Records supplied:
○ ○ ○ ○

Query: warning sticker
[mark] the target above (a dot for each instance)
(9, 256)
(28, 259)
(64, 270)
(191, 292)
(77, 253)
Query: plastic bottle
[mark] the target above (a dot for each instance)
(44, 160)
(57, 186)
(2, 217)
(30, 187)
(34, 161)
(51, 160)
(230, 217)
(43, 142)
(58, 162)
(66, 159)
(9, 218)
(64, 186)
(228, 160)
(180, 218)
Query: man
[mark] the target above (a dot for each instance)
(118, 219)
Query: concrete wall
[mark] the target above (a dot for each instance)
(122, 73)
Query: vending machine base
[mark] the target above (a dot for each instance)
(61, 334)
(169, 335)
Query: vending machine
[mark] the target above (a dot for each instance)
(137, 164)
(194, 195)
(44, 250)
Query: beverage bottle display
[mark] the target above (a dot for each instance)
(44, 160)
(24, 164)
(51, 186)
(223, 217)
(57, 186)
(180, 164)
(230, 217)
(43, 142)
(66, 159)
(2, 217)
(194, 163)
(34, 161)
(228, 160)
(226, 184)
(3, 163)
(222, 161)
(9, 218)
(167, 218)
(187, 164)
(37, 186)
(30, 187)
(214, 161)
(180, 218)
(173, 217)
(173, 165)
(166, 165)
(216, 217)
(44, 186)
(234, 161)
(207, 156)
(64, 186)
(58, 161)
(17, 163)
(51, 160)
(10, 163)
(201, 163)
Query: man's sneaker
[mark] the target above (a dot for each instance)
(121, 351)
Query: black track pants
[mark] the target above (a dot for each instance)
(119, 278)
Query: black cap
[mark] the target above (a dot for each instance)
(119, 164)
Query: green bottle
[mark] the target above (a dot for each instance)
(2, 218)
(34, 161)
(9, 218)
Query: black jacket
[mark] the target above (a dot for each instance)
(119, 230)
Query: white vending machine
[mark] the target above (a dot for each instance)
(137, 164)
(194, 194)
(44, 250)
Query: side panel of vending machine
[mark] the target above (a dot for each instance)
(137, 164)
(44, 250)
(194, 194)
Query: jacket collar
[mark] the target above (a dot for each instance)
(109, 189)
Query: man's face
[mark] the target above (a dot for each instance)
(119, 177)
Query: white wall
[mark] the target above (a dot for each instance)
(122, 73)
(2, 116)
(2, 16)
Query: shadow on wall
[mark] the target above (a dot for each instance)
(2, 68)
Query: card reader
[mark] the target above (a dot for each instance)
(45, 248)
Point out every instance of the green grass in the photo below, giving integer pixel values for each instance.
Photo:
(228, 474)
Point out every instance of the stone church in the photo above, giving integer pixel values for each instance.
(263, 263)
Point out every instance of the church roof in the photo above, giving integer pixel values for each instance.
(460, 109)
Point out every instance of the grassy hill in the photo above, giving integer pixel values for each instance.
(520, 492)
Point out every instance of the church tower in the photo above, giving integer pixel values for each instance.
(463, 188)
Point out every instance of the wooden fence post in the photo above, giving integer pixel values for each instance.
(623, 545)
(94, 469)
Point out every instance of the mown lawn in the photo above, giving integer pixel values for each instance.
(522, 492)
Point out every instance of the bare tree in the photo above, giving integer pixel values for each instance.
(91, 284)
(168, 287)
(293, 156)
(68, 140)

○ ○ ○ ○

Output every record above exactly as it appears.

Expected answer:
Query: warning sticker
[mark] the target above (a dot for each instance)
(9, 256)
(28, 259)
(64, 270)
(191, 292)
(77, 253)
Query: plastic bottle
[mark] the target above (a dot for each instance)
(44, 160)
(57, 186)
(2, 217)
(30, 187)
(34, 161)
(51, 160)
(230, 217)
(43, 142)
(58, 162)
(66, 159)
(9, 218)
(64, 186)
(228, 160)
(180, 218)
Query: man
[mark] the target above (a dot for each instance)
(118, 219)
Query: concrete wall
[mark] the target above (a dot for each instance)
(122, 73)
Query: vending machine base
[mark] the target above (a dot for each instance)
(61, 334)
(169, 335)
Query: vending machine
[mark] the target above (a dot for each instance)
(137, 164)
(194, 195)
(44, 250)
Query: beverage bottle display
[mark] the target above (a dot for each instance)
(44, 160)
(24, 164)
(51, 186)
(223, 217)
(57, 186)
(180, 164)
(230, 217)
(43, 142)
(66, 159)
(2, 217)
(194, 163)
(34, 161)
(228, 160)
(226, 184)
(3, 163)
(222, 161)
(9, 218)
(167, 218)
(187, 164)
(37, 186)
(30, 187)
(214, 161)
(180, 218)
(173, 217)
(173, 165)
(166, 165)
(216, 217)
(44, 186)
(234, 161)
(207, 156)
(64, 186)
(58, 161)
(17, 163)
(51, 160)
(10, 163)
(201, 163)
Query: man's sneaker
[mark] the target above (a dot for each instance)
(121, 351)
Query: black track pants
[mark] the target above (a dot for each instance)
(119, 278)
Query: black cap
[mark] the target above (a dot for each instance)
(119, 164)
Query: green bottle
[mark] the target above (a dot for each instance)
(2, 218)
(34, 161)
(9, 218)
Query: black jacket
[mark] the target above (a dot for each instance)
(119, 230)
Query: white vending machine
[mark] the target above (a dot for each instance)
(137, 164)
(194, 194)
(44, 250)
Query: side panel of vending machine
[mark] the target above (a dot for each instance)
(137, 164)
(44, 250)
(194, 194)
Query: jacket collar
[mark] the target above (a dot for each instance)
(109, 189)
Query: man's face
[mark] the target above (a dot for each instance)
(119, 177)
Query: white wall
[mark] the target above (a dot for each instance)
(122, 73)
(2, 116)
(2, 16)
Query: shadow on wall
[mark] the target above (a dot for each instance)
(2, 68)
Query: card reader
[mark] the target above (a dot for each instance)
(45, 248)
Point out every instance of the green grass in the photo below, giving integer pixel values for each instance.
Photo:
(228, 474)
Point out every instance of the stone church in the photo above, giving integer pixel values for each instance.
(263, 263)
Point out every instance of the church roof in the photo above, giving integer pixel values for each instance.
(460, 109)
Point out every instance of the grassy hill in the photo above, giving integer pixel values for each instance.
(520, 492)
Point out every instance of the church tower in the photo above, giving integer pixel values for each instance.
(463, 188)
Point out every instance of the wooden fence post in the photo above, giving integer pixel values for each instance.
(623, 545)
(94, 469)
Point out every instance of the mown lawn in the photo above, giving integer pixel values for each instance.
(522, 492)
Point out every instance of the bare tree in the photo above, giving integer pixel values for each instance.
(91, 284)
(168, 287)
(293, 156)
(68, 140)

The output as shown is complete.